Heart revival
Scientists have found a way to transform a rat's dead heart into a living one.
By Emily Sohn
When your heart works like it’s supposed to, it keeps you alive and well. But when the heart fails, people can get very sick or even die.
Now, scientists have found a way to turn dead rat hearts into living ones. It’s a medical first, and the technique may eventually allow doctors to make new hearts from patients’ own cells. This should largely avoid the risk that the patient’s body will reject the new heart, which often happens today.
By running a liquid detergent through a rat’s heart (left), researchers gradually washed out its cells (center). What remained was a shell of the heart, made up of proteins (right). |
Thomas S. Matthiesen, Univ. of Minnesota |
Researchers from the University of Minnesota in Minneapolis started with hearts from rats that had been dead for less than 18 hours. Led by Doris A. Taylor, the scientists put the hearts in glass beakers and used a liquid detergent to wash away the dead cells.
Left behind was a heart-shaped mass of proteins that normally surround heart cells and hold them together. The mass was translucent, which means it lets light through, and it had the consistency of Jell-O.

** Data segment **
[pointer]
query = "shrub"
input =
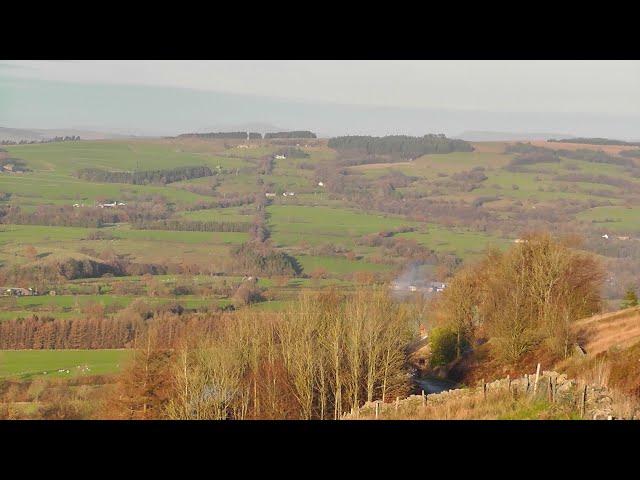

** Problem set **
1. In the article on reviving rat hearts, how long had the rats been dead when the researchers started with their hearts?
2. Restate the paragraph of the rat-heart article that begins "Researchers from the University of Minnesota" as a short bulleted list of its main facts.
3. From the rat-heart article, pull out the passage that opens with the words containing "By Emily Sohn" and closes with "or even die.", copying it word for word.

** Response list **
1. Less than 18 hours.

2.
- The researchers were from the University of Minnesota in Minneapolis.
- Doris A. Taylor led the team.
- They used hearts from rats dead for less than 18 hours.
- The hearts were placed in glass beakers.
- A liquid detergent washed away the dead cells.

3.
By Emily Sohn
When your heart works like it’s supposed to, it keeps you alive and well. But when the heart fails, people can get very sick or even die.